*** Records shown ***
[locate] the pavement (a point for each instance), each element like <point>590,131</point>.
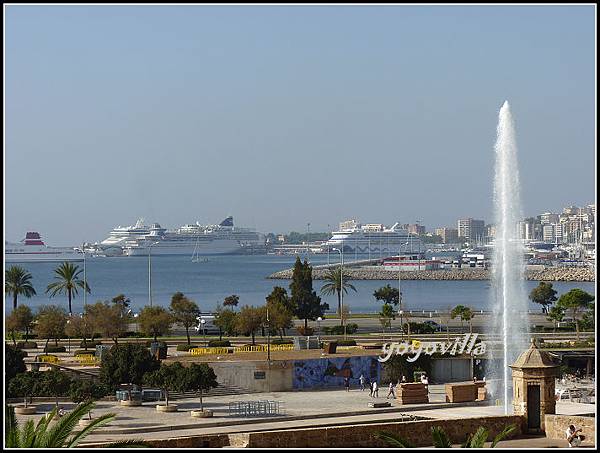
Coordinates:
<point>303,409</point>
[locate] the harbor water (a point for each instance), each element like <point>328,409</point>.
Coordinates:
<point>208,282</point>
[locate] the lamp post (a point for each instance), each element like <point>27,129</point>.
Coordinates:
<point>202,322</point>
<point>342,288</point>
<point>319,319</point>
<point>150,272</point>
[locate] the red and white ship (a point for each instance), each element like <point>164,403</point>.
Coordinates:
<point>32,249</point>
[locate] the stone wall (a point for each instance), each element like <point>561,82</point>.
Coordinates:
<point>418,433</point>
<point>556,425</point>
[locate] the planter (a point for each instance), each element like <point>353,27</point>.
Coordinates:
<point>22,410</point>
<point>169,408</point>
<point>202,414</point>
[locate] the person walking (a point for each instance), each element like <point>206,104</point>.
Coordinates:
<point>391,391</point>
<point>361,380</point>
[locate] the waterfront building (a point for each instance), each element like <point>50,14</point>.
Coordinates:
<point>471,229</point>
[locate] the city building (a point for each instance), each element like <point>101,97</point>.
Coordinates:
<point>471,229</point>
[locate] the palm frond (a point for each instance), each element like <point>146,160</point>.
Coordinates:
<point>133,443</point>
<point>57,436</point>
<point>393,440</point>
<point>440,438</point>
<point>479,438</point>
<point>508,429</point>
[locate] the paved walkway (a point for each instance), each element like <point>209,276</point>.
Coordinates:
<point>303,409</point>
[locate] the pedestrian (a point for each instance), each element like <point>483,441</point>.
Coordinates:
<point>391,391</point>
<point>573,438</point>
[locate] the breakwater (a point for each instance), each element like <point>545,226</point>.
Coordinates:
<point>556,274</point>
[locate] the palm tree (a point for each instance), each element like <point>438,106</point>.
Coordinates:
<point>441,440</point>
<point>337,281</point>
<point>18,282</point>
<point>62,434</point>
<point>67,275</point>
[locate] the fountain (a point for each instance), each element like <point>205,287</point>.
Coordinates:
<point>510,302</point>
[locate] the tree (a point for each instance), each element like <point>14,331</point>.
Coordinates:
<point>556,314</point>
<point>231,301</point>
<point>184,311</point>
<point>441,440</point>
<point>200,377</point>
<point>465,313</point>
<point>18,282</point>
<point>280,310</point>
<point>51,322</point>
<point>126,363</point>
<point>20,319</point>
<point>576,302</point>
<point>250,320</point>
<point>62,434</point>
<point>306,302</point>
<point>226,321</point>
<point>337,281</point>
<point>111,320</point>
<point>388,294</point>
<point>155,321</point>
<point>67,275</point>
<point>544,295</point>
<point>80,326</point>
<point>14,363</point>
<point>168,377</point>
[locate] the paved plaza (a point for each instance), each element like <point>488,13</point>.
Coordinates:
<point>302,409</point>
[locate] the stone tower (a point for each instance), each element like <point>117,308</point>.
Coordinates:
<point>534,375</point>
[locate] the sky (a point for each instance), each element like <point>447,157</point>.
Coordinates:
<point>289,115</point>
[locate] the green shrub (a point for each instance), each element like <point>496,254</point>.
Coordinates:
<point>219,343</point>
<point>90,344</point>
<point>26,345</point>
<point>54,349</point>
<point>80,391</point>
<point>186,347</point>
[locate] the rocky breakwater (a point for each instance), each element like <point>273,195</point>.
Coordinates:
<point>379,273</point>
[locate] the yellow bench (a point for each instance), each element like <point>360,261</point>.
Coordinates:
<point>202,351</point>
<point>48,358</point>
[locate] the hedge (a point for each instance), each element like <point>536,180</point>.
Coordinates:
<point>219,343</point>
<point>186,347</point>
<point>26,345</point>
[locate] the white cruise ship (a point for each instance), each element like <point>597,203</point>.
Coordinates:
<point>373,239</point>
<point>33,249</point>
<point>194,240</point>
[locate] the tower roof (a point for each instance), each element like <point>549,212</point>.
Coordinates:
<point>534,358</point>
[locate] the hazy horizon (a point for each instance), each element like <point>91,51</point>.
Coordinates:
<point>284,116</point>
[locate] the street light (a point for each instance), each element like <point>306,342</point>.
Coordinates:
<point>203,321</point>
<point>342,288</point>
<point>150,272</point>
<point>319,319</point>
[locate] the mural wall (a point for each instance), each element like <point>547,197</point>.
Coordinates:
<point>330,372</point>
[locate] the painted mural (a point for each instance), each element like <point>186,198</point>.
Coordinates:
<point>330,372</point>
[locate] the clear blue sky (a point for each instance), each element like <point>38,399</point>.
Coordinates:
<point>283,116</point>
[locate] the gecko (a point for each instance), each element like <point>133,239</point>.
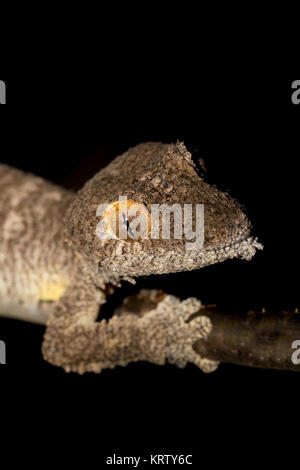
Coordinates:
<point>55,269</point>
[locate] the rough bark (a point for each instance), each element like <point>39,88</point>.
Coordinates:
<point>255,339</point>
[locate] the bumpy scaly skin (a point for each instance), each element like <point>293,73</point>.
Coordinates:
<point>49,267</point>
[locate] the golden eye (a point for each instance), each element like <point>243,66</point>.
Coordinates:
<point>127,220</point>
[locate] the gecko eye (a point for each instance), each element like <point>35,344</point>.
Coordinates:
<point>127,220</point>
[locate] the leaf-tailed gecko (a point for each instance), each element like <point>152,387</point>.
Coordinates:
<point>54,268</point>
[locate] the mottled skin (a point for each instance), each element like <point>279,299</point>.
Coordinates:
<point>54,268</point>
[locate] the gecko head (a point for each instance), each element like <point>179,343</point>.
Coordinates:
<point>149,212</point>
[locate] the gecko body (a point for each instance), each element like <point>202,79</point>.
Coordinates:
<point>54,267</point>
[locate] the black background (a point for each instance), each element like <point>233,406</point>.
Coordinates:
<point>247,131</point>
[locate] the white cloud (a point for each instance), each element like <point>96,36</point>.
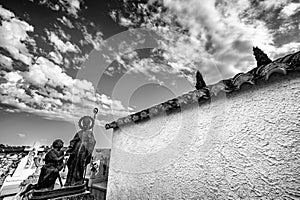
***
§ **Directions**
Reproduce all of the data above word for word, omitting the pictures.

§ **Written solution**
[locate] the pavement (a point for each instance), each element like <point>590,131</point>.
Coordinates:
<point>303,409</point>
[locate] the harbor water (a point for each instance), each element like <point>328,409</point>.
Coordinates:
<point>208,282</point>
[locate] the lamp post (a point for each instance), each element like <point>27,129</point>.
Coordinates:
<point>202,322</point>
<point>342,288</point>
<point>319,319</point>
<point>150,272</point>
[locate] the red and white ship (a point for each instance), each element like <point>164,403</point>.
Coordinates:
<point>32,249</point>
[locate] the stone wall (a point for each instance), each element like <point>561,82</point>.
Coordinates:
<point>418,433</point>
<point>556,425</point>
[locate] the planter (a point for each instance), each element like <point>353,27</point>.
Coordinates:
<point>22,410</point>
<point>169,408</point>
<point>202,414</point>
[locate] the person walking (a point for each instance), each element like <point>206,104</point>.
Coordinates:
<point>391,391</point>
<point>361,380</point>
[locate] the waterfront building (a point for each instance), each element like <point>50,14</point>.
Coordinates:
<point>471,229</point>
[locate] the city building (a point for each instance), each element like <point>101,97</point>.
Coordinates:
<point>471,229</point>
[locate] the palm frond (a point for each instance), each element like <point>146,160</point>.
Coordinates:
<point>133,443</point>
<point>57,436</point>
<point>393,440</point>
<point>440,438</point>
<point>479,438</point>
<point>508,429</point>
[locate] the paved walkway (a point for each instance), each element like <point>209,276</point>.
Coordinates:
<point>303,409</point>
[locate] the pedestrian (a point for each instance), each element like <point>483,441</point>.
Coordinates:
<point>391,391</point>
<point>573,438</point>
[locate] the breakwater (a point for each instance), each element like <point>545,226</point>.
Coordinates:
<point>556,274</point>
[locate] the palm tree (a point for each instance), each element like <point>438,106</point>.
Coordinates:
<point>441,440</point>
<point>337,281</point>
<point>18,282</point>
<point>62,434</point>
<point>67,275</point>
[locate] the fountain (a point for each instance), each element like <point>205,287</point>.
Coordinates:
<point>510,302</point>
[locate] the tree (a point for each instance), each element like <point>14,331</point>.
Coordinates:
<point>556,314</point>
<point>231,301</point>
<point>184,311</point>
<point>441,440</point>
<point>200,377</point>
<point>465,313</point>
<point>18,282</point>
<point>280,310</point>
<point>51,322</point>
<point>126,363</point>
<point>20,319</point>
<point>576,302</point>
<point>250,320</point>
<point>62,434</point>
<point>306,302</point>
<point>226,321</point>
<point>337,281</point>
<point>111,320</point>
<point>388,294</point>
<point>155,321</point>
<point>67,275</point>
<point>544,295</point>
<point>80,326</point>
<point>14,363</point>
<point>168,377</point>
[locate] the paved plaza (a point for each instance), each element like <point>488,13</point>.
Coordinates:
<point>302,409</point>
[locate] the stone tower (a point for each instance), each element like <point>117,308</point>.
Coordinates:
<point>534,375</point>
[locate] the sky (a point for each instance), each element like <point>447,157</point>.
Coordinates:
<point>289,115</point>
[locate] the green shrub (a point for each instance), each element like <point>496,254</point>.
Coordinates:
<point>219,343</point>
<point>90,344</point>
<point>26,345</point>
<point>54,349</point>
<point>80,391</point>
<point>186,347</point>
[locate] the rocky breakwater (a point for each instance), each element like <point>273,195</point>.
Coordinates:
<point>379,273</point>
[locate] the yellow bench (a point for each instance), each element like <point>360,261</point>.
Coordinates:
<point>202,351</point>
<point>48,358</point>
[locate] the hedge (a point for each instance), each element like <point>536,180</point>.
Coordinates:
<point>219,343</point>
<point>186,347</point>
<point>26,345</point>
[locate] the white cruise ship (a point for each instance), each element like <point>597,203</point>.
Coordinates:
<point>373,239</point>
<point>33,249</point>
<point>194,240</point>
[locate] the tower roof (a point for each instance), each element like <point>549,212</point>.
Coordinates:
<point>534,358</point>
[locate] the hazy horizon (a point for each instance), each element like <point>91,51</point>.
Coordinates:
<point>284,116</point>
[locate] the street light (a point for each instance), each element like <point>306,342</point>.
Coordinates:
<point>203,321</point>
<point>342,288</point>
<point>150,272</point>
<point>319,319</point>
[locate] the mural wall (a point for each instance), each element like <point>547,197</point>.
Coordinates:
<point>330,372</point>
[locate] the painted mural (a point for each instance), each element like <point>186,198</point>.
Coordinates:
<point>330,372</point>
[locate] the clear blue sky (a point for each instance), each element like <point>38,399</point>.
Coordinates:
<point>283,116</point>
[locate] the gecko (a point for each instance), each element like <point>133,239</point>.
Coordinates:
<point>55,269</point>
[locate] the rough bark (a point for each instance), each element like <point>39,88</point>.
Coordinates:
<point>255,339</point>
[locate] the bumpy scaly skin (a point for each instance), each element like <point>293,73</point>.
Coordinates:
<point>49,267</point>
[locate] the golden eye (a point for each instance), each element like <point>243,66</point>.
Coordinates:
<point>127,220</point>
[locate] the gecko eye (a point for each instance), each element like <point>35,344</point>.
Coordinates:
<point>127,220</point>
[locate] the leaf-tailed gecko (a point for each instance), each element like <point>152,387</point>.
Coordinates:
<point>54,268</point>
[locate] the mottled skin (a point for each instance), each element like <point>279,299</point>.
Coordinates:
<point>54,268</point>
[locate] the gecko head (a point for each instance), each element like <point>179,343</point>.
Coordinates:
<point>149,212</point>
[locate] the gecko body (a point for each instance), each element like <point>202,79</point>.
Coordinates:
<point>54,267</point>
[locate] the black background (a point for each instance), each element like <point>233,406</point>.
Coordinates:
<point>247,131</point>
[locate] the white cloud (a point for each instance), each element like <point>96,36</point>.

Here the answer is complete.